(Free-text object descriptions)
——————

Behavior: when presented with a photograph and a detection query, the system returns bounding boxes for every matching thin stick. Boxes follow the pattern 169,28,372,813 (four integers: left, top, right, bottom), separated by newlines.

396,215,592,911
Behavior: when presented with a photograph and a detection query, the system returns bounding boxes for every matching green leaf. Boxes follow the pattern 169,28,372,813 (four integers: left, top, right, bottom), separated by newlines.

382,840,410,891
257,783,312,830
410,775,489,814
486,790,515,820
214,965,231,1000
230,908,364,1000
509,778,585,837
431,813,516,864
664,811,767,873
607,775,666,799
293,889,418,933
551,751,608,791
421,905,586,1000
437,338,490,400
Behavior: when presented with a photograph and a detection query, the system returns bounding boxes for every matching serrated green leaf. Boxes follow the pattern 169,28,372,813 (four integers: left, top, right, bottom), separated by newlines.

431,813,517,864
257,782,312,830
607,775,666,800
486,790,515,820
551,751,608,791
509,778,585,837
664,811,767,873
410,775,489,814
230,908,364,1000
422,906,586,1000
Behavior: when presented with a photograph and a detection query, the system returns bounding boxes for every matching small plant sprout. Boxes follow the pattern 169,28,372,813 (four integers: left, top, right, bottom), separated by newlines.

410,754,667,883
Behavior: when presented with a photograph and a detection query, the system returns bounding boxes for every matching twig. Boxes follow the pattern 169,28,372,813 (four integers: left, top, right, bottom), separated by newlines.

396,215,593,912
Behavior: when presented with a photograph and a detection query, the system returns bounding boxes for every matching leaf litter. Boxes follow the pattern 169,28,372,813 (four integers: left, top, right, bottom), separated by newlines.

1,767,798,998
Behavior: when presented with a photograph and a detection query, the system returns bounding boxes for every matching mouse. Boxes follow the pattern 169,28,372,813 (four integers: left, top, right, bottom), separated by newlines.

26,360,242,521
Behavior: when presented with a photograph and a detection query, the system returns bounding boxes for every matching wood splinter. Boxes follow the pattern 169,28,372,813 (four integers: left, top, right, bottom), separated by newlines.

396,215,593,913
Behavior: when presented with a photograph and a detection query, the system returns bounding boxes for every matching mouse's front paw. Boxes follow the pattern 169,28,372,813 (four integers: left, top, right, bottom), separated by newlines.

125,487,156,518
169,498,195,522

——————

◆ EXERCISE INSTRUCTIONS: Starting at the line that contains "every matching mouse's", write out every line through the end of the entries, exactly and with nothing added.

◆ ANSWER SPACE:
Behavior: when presented with a photograph and a detection query, the system returns bounding boxes for every matching mouse's front paw. Boxes follow the pattern 169,28,372,813 (four integers: left, top, right, bottom), separated by newlines.

125,487,156,518
169,498,195,522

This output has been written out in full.